• **STATED TASK A**:
Report each line of the records that contains the word "shed", matching case.

• **SOURCE PASSAGE**:

^^^^^^^^

Wednesday, December 31, 2008

Two new alpacas

We are so excited to have two new alpacas join us today! Westminster and Magellan were given to us by the grandparents of one of Jer's cross country athletes. They are around five years old and are adjusting to their new home fairly well.
Last spring they were shorn, but just their blankets were taken. They seem to be extra large next to our boys because of they have two years (or more) of fiber growth. We anticipate some beautiful yarn, roving and blankets from these boys.

Sunday, December 21, 2008

Roving - A Project in Waiting

When our shipment of yarn arrived, so did our first roving. We have been waiting to have access to roving because I have this crazy desire to learn to spin fiber into yarn. Our good friend Karen loaned us her spinning wheel last fall and it has set idle while we wait for one, time, and two, roving. The second arrived and then we had to wait for a break.

Settler's Farm in Wamego offers classes which means a qualifed instructor is available. Now, we are back to the question of time. And, the philsophical debate of should I learn to spin or knit first. If I learn to spin first, then, what to do with the yarn. If I learn to knit first, then we have yarn already spun by The Shepherd's Mill. I'll work all of this out over winter break.

Monday, December 15, 2008

New arrival - handwoven rugs!

We are really excited to have our first shipment of handwoven rugs from our alpaca fiber. Ingrid's Handwoven Rugs in Paint Rock, Texas created these beautiful 2x4' and 3x5' rugs. We selected one for in front of our desk in the living room - it is so soft and warm!
The rugs are woven from the "seconds" or fiber from the neck and legs of the alpacas. This fiber is less desirable because it is typically shorter when compared to the fiber on the body of the animal that makes up the blanket.

^^^^^^^^

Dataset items

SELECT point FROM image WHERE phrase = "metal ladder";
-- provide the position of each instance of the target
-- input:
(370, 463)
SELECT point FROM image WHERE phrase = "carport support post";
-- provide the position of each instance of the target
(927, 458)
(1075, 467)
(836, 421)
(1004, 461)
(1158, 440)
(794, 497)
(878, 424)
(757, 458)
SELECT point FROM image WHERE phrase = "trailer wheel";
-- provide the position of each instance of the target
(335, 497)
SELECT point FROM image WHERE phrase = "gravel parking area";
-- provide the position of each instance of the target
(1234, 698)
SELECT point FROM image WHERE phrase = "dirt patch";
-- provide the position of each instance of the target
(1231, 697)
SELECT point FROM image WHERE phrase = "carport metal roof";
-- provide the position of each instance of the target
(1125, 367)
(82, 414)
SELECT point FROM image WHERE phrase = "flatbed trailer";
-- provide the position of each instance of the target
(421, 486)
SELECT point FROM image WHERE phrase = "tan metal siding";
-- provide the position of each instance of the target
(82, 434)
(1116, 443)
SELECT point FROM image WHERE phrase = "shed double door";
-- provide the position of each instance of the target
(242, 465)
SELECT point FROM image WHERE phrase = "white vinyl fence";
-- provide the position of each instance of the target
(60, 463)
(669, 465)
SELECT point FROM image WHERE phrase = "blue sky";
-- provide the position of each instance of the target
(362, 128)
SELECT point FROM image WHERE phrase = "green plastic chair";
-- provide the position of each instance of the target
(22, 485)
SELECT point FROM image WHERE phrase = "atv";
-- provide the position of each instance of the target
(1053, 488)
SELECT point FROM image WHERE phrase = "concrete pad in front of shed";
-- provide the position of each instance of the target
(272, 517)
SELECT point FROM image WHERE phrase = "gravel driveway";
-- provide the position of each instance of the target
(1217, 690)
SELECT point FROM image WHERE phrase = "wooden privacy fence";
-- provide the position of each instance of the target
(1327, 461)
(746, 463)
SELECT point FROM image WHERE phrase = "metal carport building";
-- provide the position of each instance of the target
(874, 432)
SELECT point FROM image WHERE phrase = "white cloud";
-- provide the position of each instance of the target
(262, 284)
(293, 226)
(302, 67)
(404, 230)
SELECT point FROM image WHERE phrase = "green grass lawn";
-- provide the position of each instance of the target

^^^^^^^^

• **STATED TASK B**:
Print the alpaca farm blog word for word, beginning at the words "New arrival - handwoven" and stopping after "up the blanket.".

• **FINAL RESULT A**:
SELECT point FROM image WHERE phrase = "shed double door";
SELECT point FROM image WHERE phrase = "concrete pad in front of shed";

• **FINAL RESULT B**:
New arrival - handwoven rugs!

We are really excited to have our first shipment of handwoven rugs from our alpaca fiber. Ingrid's Handwoven Rugs in Paint Rock, Texas created these beautiful 2x4' and 3x5' rugs. We selected one for in front of our desk in the living room - it is so soft and warm!
The rugs are woven from the "seconds" or fiber from the neck and legs of the alpacas. This fiber is less desirable because it is typically shorter when compared to the fiber on the body of the animal that makes up the blanket.